• [Stated task]:
Without altering anything, output the material below.

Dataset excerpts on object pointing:
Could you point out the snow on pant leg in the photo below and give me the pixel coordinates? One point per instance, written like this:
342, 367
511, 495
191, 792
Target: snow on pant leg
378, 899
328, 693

• [Written reply]:
Could you point out the snow on pant leg in the photo below and give me the pixel coordinates? One point per instance, written like this:
342, 367
511, 495
191, 792
Target: snow on pant leg
378, 899
328, 693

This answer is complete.